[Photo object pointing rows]
━━━━━━━━━━━━━━━━
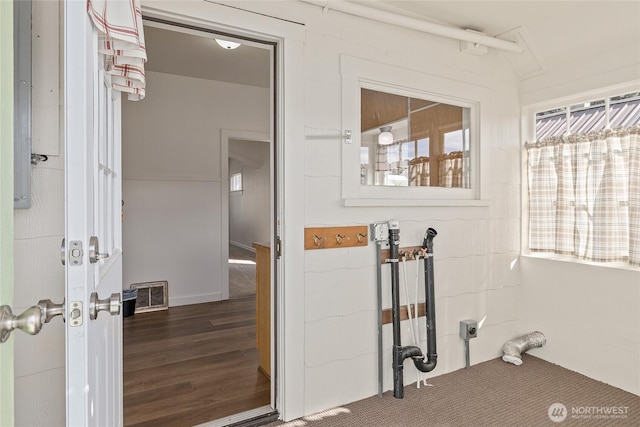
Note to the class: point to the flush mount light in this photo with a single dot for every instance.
(227, 44)
(385, 137)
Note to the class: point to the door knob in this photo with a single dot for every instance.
(111, 304)
(31, 320)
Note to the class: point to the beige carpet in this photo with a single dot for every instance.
(242, 272)
(491, 394)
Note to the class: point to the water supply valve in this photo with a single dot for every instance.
(468, 329)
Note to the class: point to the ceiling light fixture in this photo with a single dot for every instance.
(227, 44)
(385, 137)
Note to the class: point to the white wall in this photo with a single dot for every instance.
(249, 211)
(590, 316)
(172, 184)
(476, 252)
(477, 273)
(590, 313)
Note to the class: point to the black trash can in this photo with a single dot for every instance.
(129, 297)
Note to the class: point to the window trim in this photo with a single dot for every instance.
(359, 73)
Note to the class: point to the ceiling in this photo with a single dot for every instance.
(196, 54)
(594, 26)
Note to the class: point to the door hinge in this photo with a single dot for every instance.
(278, 247)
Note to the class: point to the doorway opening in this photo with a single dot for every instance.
(208, 111)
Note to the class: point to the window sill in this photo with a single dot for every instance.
(618, 265)
(370, 202)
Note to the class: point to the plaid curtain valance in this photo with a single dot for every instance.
(584, 195)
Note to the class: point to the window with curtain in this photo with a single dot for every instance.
(584, 180)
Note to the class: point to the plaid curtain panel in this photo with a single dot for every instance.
(584, 195)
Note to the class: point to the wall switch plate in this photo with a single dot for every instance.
(380, 232)
(468, 329)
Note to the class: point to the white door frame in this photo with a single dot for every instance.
(225, 136)
(6, 204)
(289, 37)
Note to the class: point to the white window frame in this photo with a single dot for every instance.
(359, 73)
(528, 124)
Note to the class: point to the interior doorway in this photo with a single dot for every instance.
(198, 360)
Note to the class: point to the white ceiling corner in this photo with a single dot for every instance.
(530, 62)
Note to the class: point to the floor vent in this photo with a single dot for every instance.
(152, 296)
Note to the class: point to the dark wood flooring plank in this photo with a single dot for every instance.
(192, 364)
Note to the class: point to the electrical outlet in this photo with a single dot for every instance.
(380, 232)
(468, 329)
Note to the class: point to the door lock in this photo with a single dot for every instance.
(94, 251)
(111, 304)
(31, 320)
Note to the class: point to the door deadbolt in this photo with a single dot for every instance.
(94, 251)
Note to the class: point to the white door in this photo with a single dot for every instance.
(93, 209)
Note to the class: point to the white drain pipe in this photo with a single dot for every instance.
(417, 24)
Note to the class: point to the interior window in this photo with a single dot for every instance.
(412, 142)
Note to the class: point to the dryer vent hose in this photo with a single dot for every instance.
(514, 348)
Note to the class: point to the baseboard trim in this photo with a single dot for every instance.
(194, 299)
(242, 246)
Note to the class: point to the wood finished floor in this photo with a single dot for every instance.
(192, 364)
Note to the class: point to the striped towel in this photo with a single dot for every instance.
(121, 42)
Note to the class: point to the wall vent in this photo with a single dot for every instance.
(152, 296)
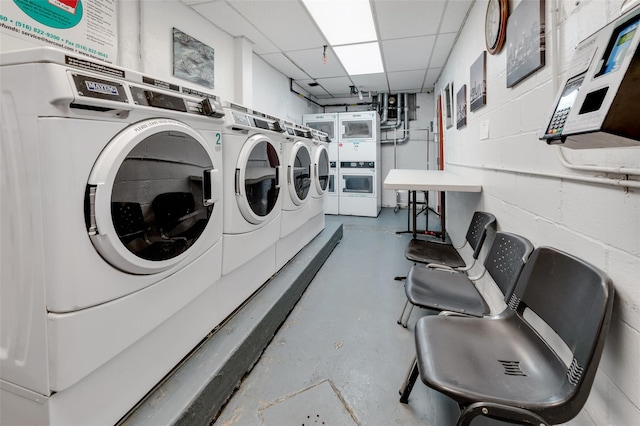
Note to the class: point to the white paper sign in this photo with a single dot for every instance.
(87, 27)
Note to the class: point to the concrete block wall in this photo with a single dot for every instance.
(531, 192)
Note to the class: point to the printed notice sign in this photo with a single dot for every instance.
(87, 27)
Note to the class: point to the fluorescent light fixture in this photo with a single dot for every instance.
(343, 21)
(360, 59)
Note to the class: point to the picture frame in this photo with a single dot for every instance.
(448, 105)
(525, 41)
(478, 83)
(193, 60)
(461, 107)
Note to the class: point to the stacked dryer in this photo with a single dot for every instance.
(360, 183)
(111, 234)
(328, 123)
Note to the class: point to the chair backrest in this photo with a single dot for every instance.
(478, 228)
(505, 260)
(575, 299)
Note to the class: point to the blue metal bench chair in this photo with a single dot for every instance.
(448, 290)
(502, 367)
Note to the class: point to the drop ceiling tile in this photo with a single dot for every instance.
(229, 20)
(371, 82)
(285, 23)
(284, 65)
(404, 81)
(443, 47)
(432, 77)
(311, 62)
(408, 18)
(454, 15)
(407, 53)
(317, 91)
(337, 86)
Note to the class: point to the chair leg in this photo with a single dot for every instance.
(409, 382)
(406, 320)
(404, 308)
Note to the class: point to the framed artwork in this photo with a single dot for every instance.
(461, 107)
(525, 41)
(448, 105)
(478, 83)
(192, 59)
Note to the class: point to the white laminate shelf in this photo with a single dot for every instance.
(429, 180)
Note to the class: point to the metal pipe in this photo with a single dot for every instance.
(384, 114)
(404, 121)
(599, 180)
(398, 122)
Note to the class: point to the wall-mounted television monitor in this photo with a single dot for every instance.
(618, 46)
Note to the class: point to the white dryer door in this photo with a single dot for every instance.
(150, 195)
(257, 180)
(299, 173)
(321, 169)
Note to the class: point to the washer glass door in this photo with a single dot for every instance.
(150, 196)
(322, 169)
(299, 173)
(257, 180)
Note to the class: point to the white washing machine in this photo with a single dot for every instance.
(328, 123)
(111, 227)
(320, 181)
(297, 162)
(321, 171)
(253, 194)
(356, 131)
(296, 206)
(360, 188)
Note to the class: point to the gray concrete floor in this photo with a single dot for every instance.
(340, 357)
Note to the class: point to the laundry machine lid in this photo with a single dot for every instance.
(299, 173)
(150, 196)
(257, 180)
(321, 169)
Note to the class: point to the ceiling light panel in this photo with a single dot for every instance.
(409, 18)
(360, 58)
(343, 22)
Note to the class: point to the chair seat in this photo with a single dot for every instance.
(498, 359)
(444, 291)
(423, 251)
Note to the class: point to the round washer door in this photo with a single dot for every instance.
(299, 173)
(257, 180)
(321, 169)
(150, 196)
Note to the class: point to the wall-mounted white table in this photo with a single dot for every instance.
(429, 180)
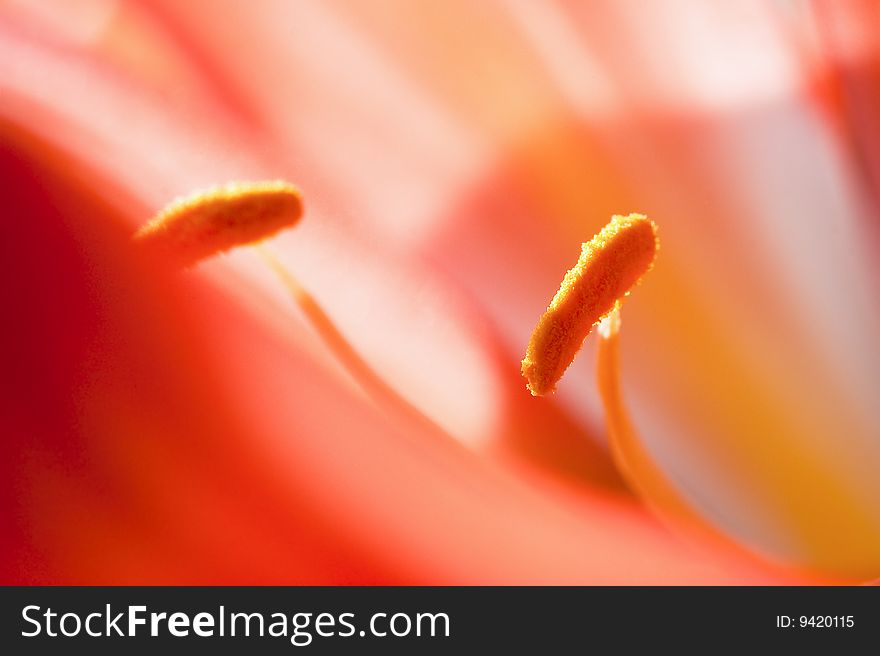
━━━━━━━━━━━━━━━━
TASK BRIEF
Render the lines in all of the rows above as a JSON list of strings, with one string per line and blank lines omitted. Leave the pictures out of your answer.

RESULT FOR THIS TASK
[
  "Note to the class: point to the flush mount light in this photo with a single dot for every instance.",
  "(227, 44)",
  "(385, 137)",
  "Note to the class: point to the door knob in this photo with a single dot for every instance.",
  "(111, 304)",
  "(31, 320)",
  "Note to the class: point to the beige carpet in this photo with a single dot for every instance.",
  "(242, 272)",
  "(491, 394)",
  "Note to the class: point to the water supply valve in this photo with a single dot for every instance.",
  "(468, 329)",
  "Note to the class: point to the ceiling light fixture in this photo with a single dot for every instance.",
  "(227, 44)",
  "(385, 137)",
  "Note to the class: point to the white wall in this photo with a single dot for every instance.",
  "(249, 211)",
  "(590, 316)",
  "(172, 184)",
  "(476, 252)",
  "(477, 273)",
  "(590, 313)",
  "Note to the class: point to the black trash can in this photo with a single dot for every instance.",
  "(129, 297)",
  "Note to the class: point to the window trim in this photo with a single dot for every instance.",
  "(359, 73)",
  "Note to the class: point to the ceiling in this photo with a single dot for every instance.",
  "(196, 54)",
  "(594, 26)",
  "Note to the class: point to the door hinge in this photo with a single dot for every instance.",
  "(278, 247)",
  "Note to the class: point to the doorway opening in this photo with a single dot for every instance.",
  "(208, 111)",
  "Note to the class: point to the window sill in this photo with a single dot for every instance.",
  "(618, 265)",
  "(370, 202)",
  "Note to the class: point to the plaid curtain valance in this photo with a single dot for every instance.",
  "(584, 195)",
  "Note to the class: point to the window with curtain in this photo with a single dot for every instance.",
  "(584, 180)",
  "Note to the class: point to the plaid curtain panel in this photo with a single dot for every instance.",
  "(584, 195)",
  "Note to the class: point to the wall switch plate in this photo with a single dot for every instance.",
  "(380, 232)",
  "(468, 329)",
  "Note to the class: point to the white door frame in this photo with a single dot for every instance.",
  "(225, 136)",
  "(6, 204)",
  "(289, 37)",
  "Note to the class: point to the white window frame in this photo with a single dot for every instance.",
  "(359, 73)",
  "(528, 124)",
  "Note to the class: point to the interior doorway in this photo with a single dot for every instance.",
  "(198, 360)",
  "Note to the class: point to the white ceiling corner in this photo with a single dot for every instance.",
  "(530, 62)",
  "Note to the class: point to the floor vent in this photo with a single dot for every instance.",
  "(152, 296)",
  "Note to the class: point to the dark wood flooring plank in this photo with a single dot for every instance.",
  "(192, 364)",
  "Note to the class: point to the electrical outlet in this photo with a single dot for every instance.",
  "(380, 232)",
  "(468, 329)",
  "Note to the class: point to the door lock in this photo with a single dot for every instance.",
  "(94, 251)",
  "(111, 304)",
  "(31, 320)",
  "Note to the class: point to the door deadbolt in this photo with a single dot for every instance.",
  "(94, 251)",
  "Note to the class: point to the white door in this photo with a single dot for every instance.",
  "(93, 209)",
  "Note to the class: point to the white drain pipe in this photo with a single dot for every instance.",
  "(417, 24)",
  "Note to the class: point to the interior window in this photo with a single dot for every instance.",
  "(412, 142)",
  "Note to the class: point to the dryer vent hose in this photo with a single dot for every instance.",
  "(514, 348)",
  "Note to the class: point to the baseboard trim in this photo with a single dot for every instance.",
  "(194, 299)",
  "(242, 246)",
  "Note to the class: point to the wood finished floor in this photo with a single dot for every instance.",
  "(192, 364)",
  "Note to the class: point to the striped towel in this photo with a single dot for every instance.",
  "(121, 42)",
  "Note to the class: point to the wall vent in this photo with a single dot for every instance.",
  "(152, 296)",
  "Note to the class: point to the white paper sign in this photo with a single dot for every instance.",
  "(87, 27)",
  "Note to the class: point to the concrete block wall in this photo with a single dot for every instance.",
  "(531, 192)",
  "Note to the class: point to the printed notice sign in this photo with a single dot for every instance.",
  "(87, 27)",
  "Note to the class: point to the fluorescent light fixture in this photo with a single dot for every instance.",
  "(343, 21)",
  "(360, 59)",
  "Note to the class: point to the picture frame in this photo with a single dot for every instance.",
  "(448, 105)",
  "(525, 41)",
  "(478, 83)",
  "(193, 60)",
  "(461, 107)",
  "Note to the class: point to the stacked dryer in this photo with a single dot for every instance.",
  "(360, 183)",
  "(111, 234)",
  "(328, 123)",
  "Note to the class: point to the chair backrest in this photo with a single dot for every instance.",
  "(478, 228)",
  "(505, 260)",
  "(575, 299)",
  "Note to the class: point to the blue metal bench chair in this photo with a single dot for every instance.",
  "(448, 290)",
  "(502, 367)",
  "Note to the class: point to the drop ceiling tile in this photo with a single dot for every instance.",
  "(229, 20)",
  "(371, 82)",
  "(285, 23)",
  "(284, 65)",
  "(404, 81)",
  "(443, 47)",
  "(432, 77)",
  "(311, 62)",
  "(408, 18)",
  "(454, 15)",
  "(407, 53)",
  "(317, 91)",
  "(337, 86)",
  "Note to the class: point to the chair leg in this photo with a single dot for every instance.",
  "(409, 382)",
  "(406, 320)",
  "(404, 308)",
  "Note to the class: point to the framed artwork in this photo with a single dot for every instance.",
  "(461, 107)",
  "(525, 41)",
  "(448, 105)",
  "(478, 83)",
  "(192, 59)",
  "Note to the class: point to the white laminate shelf in this photo with a single dot for every instance.",
  "(429, 180)",
  "Note to the class: point to the metal pipe in this photo with a single dot for every instance.",
  "(384, 114)",
  "(404, 121)",
  "(599, 180)",
  "(398, 122)",
  "Note to the class: point to the wall-mounted television monitor in this photo with a single dot for every instance.",
  "(618, 46)",
  "Note to the class: point to the white dryer door in this photo with a single dot for every instance.",
  "(150, 195)",
  "(257, 180)",
  "(299, 173)",
  "(321, 169)",
  "Note to the class: point to the washer glass door in this photo with a single dot for every instance.",
  "(150, 196)",
  "(322, 169)",
  "(299, 173)",
  "(257, 180)",
  "Note to the class: point to the white washing machine in this photo with a single dot for every instance.",
  "(328, 123)",
  "(111, 227)",
  "(320, 181)",
  "(297, 162)",
  "(321, 171)",
  "(253, 194)",
  "(356, 131)",
  "(296, 206)",
  "(360, 188)",
  "Note to the class: point to the gray concrete floor in this photo with a single dot for every instance.",
  "(340, 357)",
  "Note to the class: point to the laundry machine lid in this photo with a single dot for every instance.",
  "(299, 173)",
  "(150, 196)",
  "(257, 180)",
  "(321, 169)",
  "Note to the class: point to the ceiling light panel in this photo with a single dot for every instance.",
  "(409, 18)",
  "(360, 58)",
  "(343, 22)",
  "Note to the class: point to the chair seat in this photo with a single dot for every instance.",
  "(498, 359)",
  "(444, 291)",
  "(423, 251)",
  "Note to the class: point to the round washer door in this photo with a single dot for every instance.",
  "(299, 173)",
  "(257, 180)",
  "(321, 169)",
  "(150, 196)",
  "Note to the class: point to the wall-mounted white table in this photo with a single dot for every instance.",
  "(429, 180)"
]